Your tasks:
A) Lay out the lines of the records as a numbered list, starting at the line containing "Task: set a point on the gray" and ending at the last line of the records. Skip blank lines and leave the pictures out.
B) Carry on the guide to DataEval hardware configuration defaults from the point where it stops.

Source:
%%

How to configure global hardware configuration defaults in DataEval¶

Problem statement¶

DataEval provides global configuration settings to control computational resources and hardware acceleration. This guide shows how to configure the default PyTorch device, batch size, and the maximum number of worker processes.

When to use¶

You need to specify GPU or CPU execution for PyTorch-based operations
You want to set a global default batch size for data processing operations
You want to control the number of parallel worker processes
You need to optimize performance for your hardware configuration

What you will need¶

A Python environment with dataeval installed

Getting started¶

import dataeval

Configuring the PyTorch device¶

DataEval provides configuration options for setting the PyTorch device to use within DataEval. See torch.device for more information.

Set the default device to CPU¶

dataeval.config.set_device("cpu")

print(f"Current device for DataEval: {dataeval.config.get_device()}")

Current device for DataEval: cpu

Set the default device to CUDA GPU¶

dataeval.config.set_device("cuda")

print(f"Current device for DataEval: {dataeval.config.get_device()}")

Current device for DataEval: cuda

Set the default device to a specific CUDA GPU¶

dataeval.config.set_device("cuda:1")

print(f"Current device for DataEval: {dataeval.config.get_device()}")

Current device for DataEval: cuda:1

Reset the device to use PyTorch’s default device¶

dataeval.config.set_device(None)

print(f"Current device for DataEval: {dataeval.config.get_device()}")

Current device for DataEval: cpu

Configuring the default batch size¶

DataEval allows setting a global default batch size for operations that process data in batches. The batch size must be a positive integer.

Note that functions and methods that require a batch_size will fail if not provided and a global batch size is not set.

Set the default batch size¶

dataeval.config.set_batch_size(64)

print(f"Current batch size: {dataeval.config.get_batch_size()}")

Current batch size: 64

Reset the batch size to unset¶

dataeval.config.set_batch_size(None)

# When no batch size is set, get_batch_size() requires an explicit value
print("Batch size has been unset")

Batch size has been unset

Configuring maximum worker processes¶

DataEval follows the maximum worker configuration conventions used by scikit-learn and joblib.

Set the maximum number of worker processes¶

dataeval.config.set_max_processes(4)
print(f"Max processes: {dataeval.config.get_max_processes()}")

Max processes: 4

Set the maximum number of workers to all visible cpu cores¶

dataeval.config.set_max_processes(-1)

%%

Materials provided:
%%

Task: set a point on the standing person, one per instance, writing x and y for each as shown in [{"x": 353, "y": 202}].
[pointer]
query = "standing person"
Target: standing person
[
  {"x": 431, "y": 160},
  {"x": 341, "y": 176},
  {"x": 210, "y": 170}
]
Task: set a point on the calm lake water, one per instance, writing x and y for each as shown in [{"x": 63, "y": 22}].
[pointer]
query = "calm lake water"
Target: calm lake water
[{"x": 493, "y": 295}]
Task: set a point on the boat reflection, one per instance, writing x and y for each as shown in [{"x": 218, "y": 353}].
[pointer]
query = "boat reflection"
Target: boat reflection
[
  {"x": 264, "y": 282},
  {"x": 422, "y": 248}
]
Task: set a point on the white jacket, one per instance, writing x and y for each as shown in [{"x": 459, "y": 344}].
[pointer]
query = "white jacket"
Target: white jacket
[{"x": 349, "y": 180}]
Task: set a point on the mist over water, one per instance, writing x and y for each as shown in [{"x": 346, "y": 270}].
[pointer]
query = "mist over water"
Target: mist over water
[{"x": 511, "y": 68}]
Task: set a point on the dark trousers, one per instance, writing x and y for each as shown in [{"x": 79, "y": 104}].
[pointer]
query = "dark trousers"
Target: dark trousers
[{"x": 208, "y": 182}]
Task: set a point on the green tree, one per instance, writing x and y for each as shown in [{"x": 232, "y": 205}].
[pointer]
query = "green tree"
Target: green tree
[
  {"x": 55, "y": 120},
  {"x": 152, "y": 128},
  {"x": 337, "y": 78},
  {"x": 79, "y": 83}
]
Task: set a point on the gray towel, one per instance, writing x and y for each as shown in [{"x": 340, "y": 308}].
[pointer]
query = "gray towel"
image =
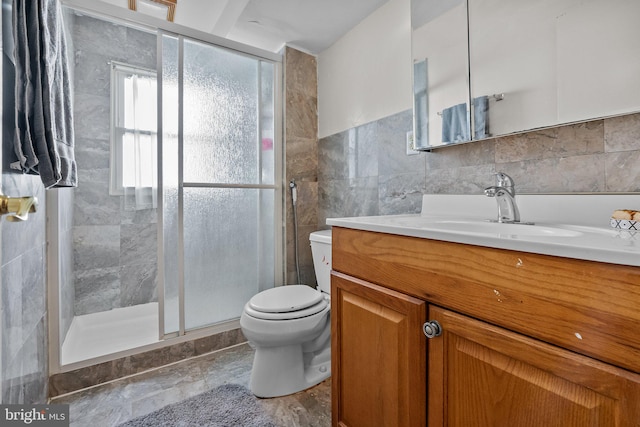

%%

Response list:
A)
1. Task: set a point on the gray towel, one per instance, writing x and y for each as shown in [{"x": 340, "y": 308}].
2. [pointer]
3. query = "gray towel"
4. image =

B)
print(f"Max processes: {dataeval.config.get_max_processes()}")

Max processes: -1

Unset the maximum number of workers¶

dataeval.config.set_max_processes(None)
print(f"Max processes: {dataeval.config.get_max_processes()}")

Max processes: None

Configuring the global seed¶

DataEval uses a global seed to control randomness in operations that rely on random state, such as clustering (KMeans), mutual information estimation, domain classification, data selection, and bag-of-visual-words extraction. Setting a seed ensures reproducible results across runs.

Set the global seed¶

This sets the seed used internally by DataEval functions that accept a random_state or seed parameter.

dataeval.config.set_seed(42)

print(f"Current seed: {dataeval.config.get_seed()}")

Current seed: 42

Set the seed for all generators¶

When all_generators=True, the seed is also applied to NumPy (np.random.seed) and PyTorch (torch.manual_seed, torch.cuda.manual_seed_all). This is useful when you need full reproducibility across all numeric libraries, not just DataEval’s internal operations.

import numpy as np
import torch

# Set the seed with all_generators to seed NumPy and PyTorch
dataeval.config.set_seed(42, all_generators=True)

# Generate random values — these will be the same every time
np_result = np.random.rand(3)
torch_result = torch.rand(3)
print(f"NumPy:   {np_result}")
print(f"PyTorch: {torch_result}")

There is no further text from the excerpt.